=== Fragmento seleccionado ===
Por tanto, podemos esperar cualquier cosa, incluso la más inverosímil. Y el niño que todos llevamos dentro ansiaba que el pasado martes, día 30 de enero, el súper villano de esta historia, Carles Puigdemont, hubiese burlado el control de la policía (cuyas pesquisas no descuidaban ni maleteros ni alcantarillas), y se hubiese presentado al Parlament, dejando al mundo boquiabierto, para recibir así formalmente su investidura como candidato a la presidencia.

El origen del independentismo

El independentismo es consuetudinario al espíritu catalán. Debido a aquellos rasgos idiosincráticos que hacen diferente a la región: empezando por la lengua vernácula, desarrollada en la antigua Corona de Aragón, pero también teniendo en cuenta su frontera geográfica, entre el Mediterráneo y los Pirineos, y, sobre todo, la Historia. Ésta nos muestra que ya, desde el principio, desde su identidad nacional en ciernes, Cataluña se sentía en tierra de nadie. En la Edad Media, su territorio estaba dividido en dos, por la línea que trazan el Llobregat-Cardener con las sierras prepirenaicas.

El norte pertenecía a los francos, el sur a los musulmanes. Esta región meridional posteriormente fue conquistada para el reino de Aragón en el 1149, por el conde de Barcelona Ramón Berenguer IV.

De hecho, es significativo que el nombre Cataluña procede de castlá, término que designa al castellano o un guardián de un castillo. Es decir, el nombre de esta región se puso como símbolo del baluarte de los cristianos contra la amenaza musulmana, por lo cual Cataluña vendría a representar un enclave fundamental para sobreguardar la unidad del territorio español.

El límite de sus demarcaciones, así como la declaración de su independencia de Francia, ocurrió en el 988, de manos del conde Borrel II, que dejó de prestar juramento de fidelidad a los reyes francos. Desde entonces, y después de la expulsión de los moriscos, se fueron estructurando sus instituciones. Su sociedad siempre vivió dentro del territorio de España, pero sintiéndose diferente.

Y, con la llegada de los tiempos modernos, con la caída del Antiguo Régimen, que se caracterizaba por el poder absolutista de la monarquía y de la Iglesia, entraron en escena las democracias, favorecidas a su vez por el capitalismo y la Revolución Industrial. Fueron los años de transición al siglo XX, donde proliferaron los partidos políticos, las revueltas y los sindicatos. Fueron los años de la inflación, del hambre, del colonialismo; de la amenaza en el horizonte de las grandes guerras, cuando las naciones poderosas querían fijar sus fronteras y, si fuera posible, ampliarlas mediante la conquista.

En este contexto, surgió Estat Catalá, el primer partido independentista catalán, fundado por Francesc Marciá.

Un año después, en 1923, y aprovechando el golpe de Estado de Primo de Rivera, hubo un intento frustrado de insurrección en Cataluña, planificado por Marciá, el cual había reclutado un pequeño ejército que atacaría y se infiltraría desde Francia.
=== Información proporcionada ===
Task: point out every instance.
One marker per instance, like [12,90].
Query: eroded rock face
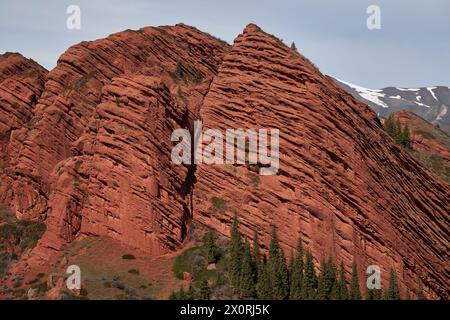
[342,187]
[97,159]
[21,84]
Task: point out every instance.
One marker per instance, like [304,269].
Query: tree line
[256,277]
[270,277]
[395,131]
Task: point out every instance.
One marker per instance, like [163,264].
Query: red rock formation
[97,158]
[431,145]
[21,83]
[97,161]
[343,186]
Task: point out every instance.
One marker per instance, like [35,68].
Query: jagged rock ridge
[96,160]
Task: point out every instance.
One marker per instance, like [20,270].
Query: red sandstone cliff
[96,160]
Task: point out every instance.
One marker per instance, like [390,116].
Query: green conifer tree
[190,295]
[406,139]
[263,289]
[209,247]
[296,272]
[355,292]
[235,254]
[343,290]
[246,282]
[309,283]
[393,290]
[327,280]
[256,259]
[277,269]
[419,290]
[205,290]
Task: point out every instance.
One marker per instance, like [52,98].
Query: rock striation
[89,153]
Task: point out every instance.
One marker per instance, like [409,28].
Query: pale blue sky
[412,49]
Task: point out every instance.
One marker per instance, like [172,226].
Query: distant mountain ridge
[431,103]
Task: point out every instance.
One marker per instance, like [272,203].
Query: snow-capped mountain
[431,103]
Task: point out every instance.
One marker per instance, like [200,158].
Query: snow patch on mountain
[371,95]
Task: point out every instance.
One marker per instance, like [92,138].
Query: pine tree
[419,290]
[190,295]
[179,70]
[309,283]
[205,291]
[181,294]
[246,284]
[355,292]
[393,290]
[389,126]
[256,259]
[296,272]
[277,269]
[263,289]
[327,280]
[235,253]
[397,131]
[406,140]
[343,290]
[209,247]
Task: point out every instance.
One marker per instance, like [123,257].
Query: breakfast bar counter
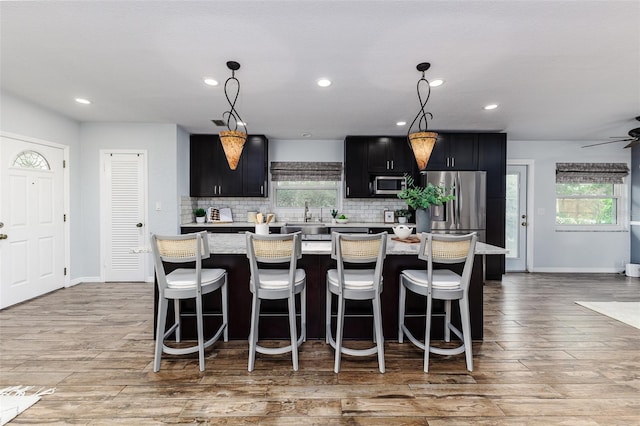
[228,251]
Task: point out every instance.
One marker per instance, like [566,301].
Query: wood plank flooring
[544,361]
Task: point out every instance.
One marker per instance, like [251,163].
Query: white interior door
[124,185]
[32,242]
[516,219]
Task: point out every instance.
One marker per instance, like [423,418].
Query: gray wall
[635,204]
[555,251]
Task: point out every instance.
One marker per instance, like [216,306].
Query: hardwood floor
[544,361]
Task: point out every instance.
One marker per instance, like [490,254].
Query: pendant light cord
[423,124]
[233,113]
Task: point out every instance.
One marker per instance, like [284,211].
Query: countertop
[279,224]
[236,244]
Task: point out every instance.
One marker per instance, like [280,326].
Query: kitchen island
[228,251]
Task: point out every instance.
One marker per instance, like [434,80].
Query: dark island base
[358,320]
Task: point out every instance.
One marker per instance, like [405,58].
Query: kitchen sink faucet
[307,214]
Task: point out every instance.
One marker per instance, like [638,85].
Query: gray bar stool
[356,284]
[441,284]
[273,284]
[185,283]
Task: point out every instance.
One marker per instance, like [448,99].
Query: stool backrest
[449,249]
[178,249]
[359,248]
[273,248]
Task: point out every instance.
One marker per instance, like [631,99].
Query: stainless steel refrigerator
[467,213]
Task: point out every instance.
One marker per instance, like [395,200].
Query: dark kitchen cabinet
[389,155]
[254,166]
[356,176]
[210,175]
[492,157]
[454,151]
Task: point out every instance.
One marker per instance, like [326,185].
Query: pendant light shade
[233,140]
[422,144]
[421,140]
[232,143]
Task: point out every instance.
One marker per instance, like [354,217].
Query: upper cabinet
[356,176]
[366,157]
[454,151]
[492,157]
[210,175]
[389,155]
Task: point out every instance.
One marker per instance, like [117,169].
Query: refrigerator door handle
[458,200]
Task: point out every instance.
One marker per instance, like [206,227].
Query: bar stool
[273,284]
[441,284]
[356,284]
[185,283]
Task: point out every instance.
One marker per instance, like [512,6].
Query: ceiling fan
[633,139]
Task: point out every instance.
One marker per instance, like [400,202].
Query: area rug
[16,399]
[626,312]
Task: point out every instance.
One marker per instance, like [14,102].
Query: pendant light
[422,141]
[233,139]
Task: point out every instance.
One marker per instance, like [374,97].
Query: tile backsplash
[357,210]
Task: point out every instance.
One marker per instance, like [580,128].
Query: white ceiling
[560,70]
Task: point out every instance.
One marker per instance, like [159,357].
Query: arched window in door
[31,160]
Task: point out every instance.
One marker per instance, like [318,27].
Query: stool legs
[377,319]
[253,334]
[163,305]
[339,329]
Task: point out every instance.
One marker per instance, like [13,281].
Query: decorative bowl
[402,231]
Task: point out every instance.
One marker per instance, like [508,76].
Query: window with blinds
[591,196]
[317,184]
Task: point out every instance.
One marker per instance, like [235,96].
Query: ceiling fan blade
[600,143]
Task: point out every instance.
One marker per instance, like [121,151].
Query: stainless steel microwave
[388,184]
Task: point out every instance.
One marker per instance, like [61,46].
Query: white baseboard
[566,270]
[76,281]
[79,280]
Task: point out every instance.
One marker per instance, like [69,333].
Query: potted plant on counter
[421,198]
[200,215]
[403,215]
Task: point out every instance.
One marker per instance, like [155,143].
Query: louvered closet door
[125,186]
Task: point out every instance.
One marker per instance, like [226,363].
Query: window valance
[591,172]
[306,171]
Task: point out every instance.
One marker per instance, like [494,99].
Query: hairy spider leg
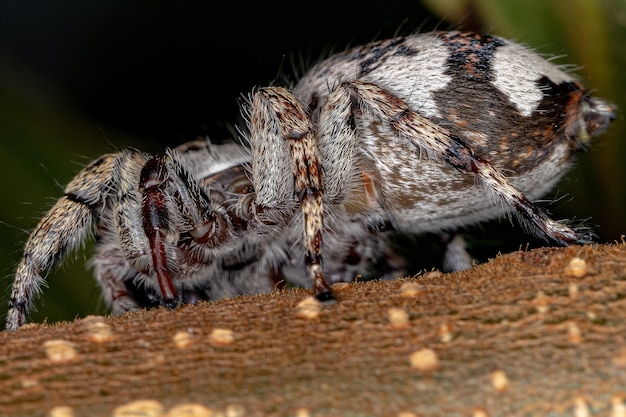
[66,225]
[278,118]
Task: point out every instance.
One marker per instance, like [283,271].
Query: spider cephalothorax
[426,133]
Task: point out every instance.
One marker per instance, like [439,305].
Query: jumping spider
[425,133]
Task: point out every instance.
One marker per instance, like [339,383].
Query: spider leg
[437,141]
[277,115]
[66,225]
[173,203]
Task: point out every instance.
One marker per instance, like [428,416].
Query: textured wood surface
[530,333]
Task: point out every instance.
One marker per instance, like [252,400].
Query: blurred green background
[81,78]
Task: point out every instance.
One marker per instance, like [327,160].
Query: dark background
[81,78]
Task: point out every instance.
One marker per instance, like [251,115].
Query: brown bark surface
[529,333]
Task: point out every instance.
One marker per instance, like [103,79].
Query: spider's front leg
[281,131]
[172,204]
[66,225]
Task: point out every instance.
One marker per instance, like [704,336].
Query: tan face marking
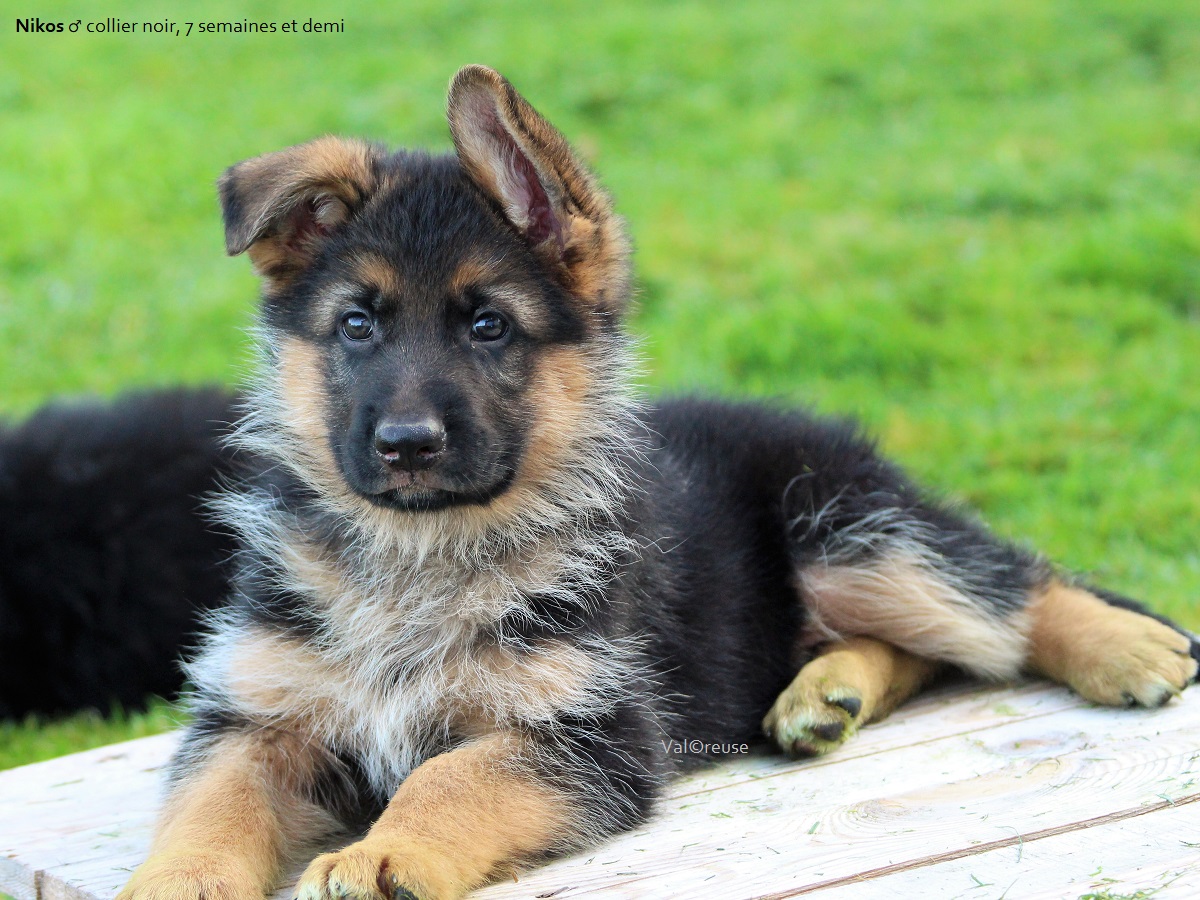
===
Conjunto de tareas:
1. Traduce al inglés esta oración del texto sobre el independentismo catalán: "El norte pertenecía a los francos, el sur a los musulmanes."
2. Transcribe tal cual el pasaje del fragmento seleccionado que empieza en las palabras "El origen del" y se detiene después de las palabras "Ramón Berenguer IV.".

Las soluciones:
1. The north belonged to the Franks, the south to the Muslims.

2.
El origen del independentismo

El independentismo es consuetudinario al espíritu catalán. Debido a aquellos rasgos idiosincráticos que hacen diferente a la región: empezando por la lengua vernácula, desarrollada en la antigua Corona de Aragón, pero también teniendo en cuenta su frontera geográfica, entre el Mediterráneo y los Pirineos, y, sobre todo, la Historia. Ésta nos muestra que ya, desde el principio, desde su identidad nacional en ciernes, Cataluña se sentía en tierra de nadie. En la Edad Media, su territorio estaba dividido en dos, por la línea que trazan el Llobregat-Cardener con las sierras prepirenaicas.

El norte pertenecía a los francos, el sur a los musulmanes. Esta región meridional posteriormente fue conquistada para el reino de Aragón en el 1149, por el conde de Barcelona Ramón Berenguer IV.